#### THINGS TO DO
(a) Please list every fraction or percentage of records or rows that appears in the thread on inconsistent performance.
(b) In the thread on inconsistent performance, which version does Tom Lane conclude Ron Snyder is running?

Re: How to track down inconsistent performance?

От
Tom Lane
Дата:
Ron Snyder <snyder@roguewave.com> writes:
> 'visible' is a boolean, 'product' is a varchar(30), and there are about 210K
> records in the builds table. (I don't know if it's relevant, but there are
> about 39 distinct product values.

Hmm, a rough guess would suggest that the query will be retrieving about
1/78th of the rows (unless there are statistics you haven't mentioned that
affect that).  I would think that a seqscan would be faster for this.
I would definitely think that the planner would think so --- are you
forcing enable_seqscan off?

Since you're evidently running 7.2, I'd ask for EXPLAIN ANALYZE rather
than just EXPLAIN output.  It'd be even more helpful if you are able
to catch both the fast and slow cases under EXPLAIN ANALYZE.

            regards, tom lane

Re: How to track down inconsistent performance?

От
Ron Snyder
Дата:
I learned last night that 'visible' is false in about 95% of the records.
The products are not evenly distributed either-- sourcepro_db (the previous
example) accounts for 1/2 of the records, and math (today's example) account
for 3%.

#### MATERIAL

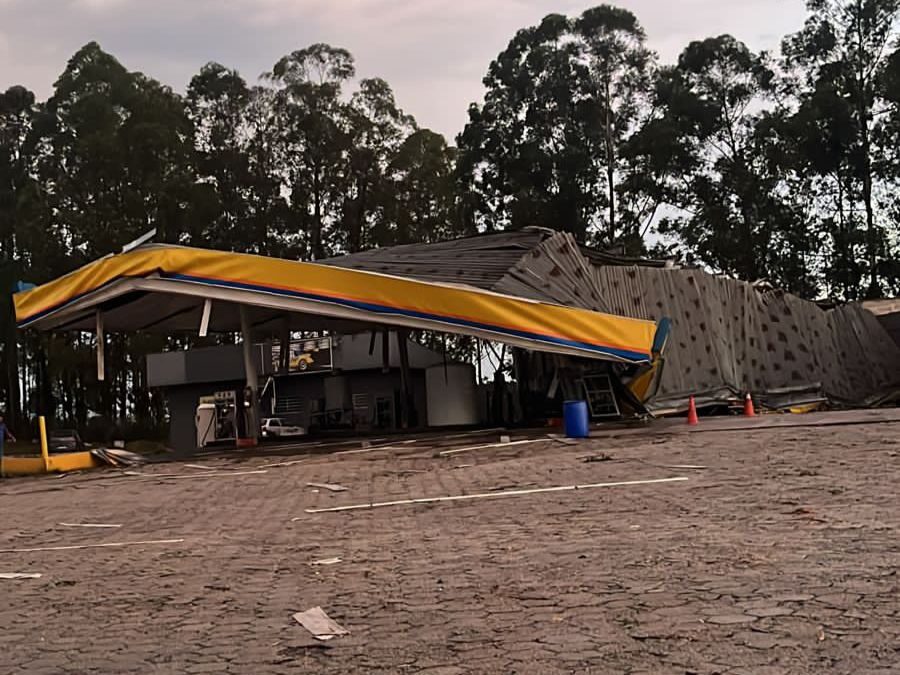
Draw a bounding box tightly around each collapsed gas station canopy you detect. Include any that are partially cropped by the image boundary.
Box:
[15,245,656,363]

#### OUTPUTS IN ORDER
(a) 1/78th, 95%, 1/2, 3%

(b) 7.2